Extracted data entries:
• • • • • • •
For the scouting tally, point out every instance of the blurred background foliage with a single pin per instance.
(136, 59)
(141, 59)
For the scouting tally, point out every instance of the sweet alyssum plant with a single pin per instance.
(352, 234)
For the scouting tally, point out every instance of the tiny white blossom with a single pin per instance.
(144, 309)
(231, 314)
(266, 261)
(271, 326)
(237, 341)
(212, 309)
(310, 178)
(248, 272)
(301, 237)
• • • • • • •
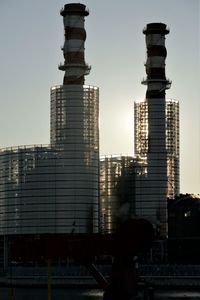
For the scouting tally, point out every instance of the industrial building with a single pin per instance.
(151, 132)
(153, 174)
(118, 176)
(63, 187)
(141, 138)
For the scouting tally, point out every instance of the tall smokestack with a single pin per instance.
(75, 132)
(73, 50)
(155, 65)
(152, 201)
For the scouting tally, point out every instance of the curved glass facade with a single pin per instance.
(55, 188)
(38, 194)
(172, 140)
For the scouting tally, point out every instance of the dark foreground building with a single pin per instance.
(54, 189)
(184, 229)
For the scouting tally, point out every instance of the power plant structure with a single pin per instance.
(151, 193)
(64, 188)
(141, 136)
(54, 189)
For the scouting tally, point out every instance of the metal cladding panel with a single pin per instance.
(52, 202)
• • • • • • •
*Set exercise*:
In the listing above, select every line that contains the word "building" and copy each of those lines out.

*Answer for this exercise*:
For the scouting tally, point out every instance of the industrial building with a single pin per instance.
For the scouting tally, point out every instance of the dark foreground building with a single pin per instance.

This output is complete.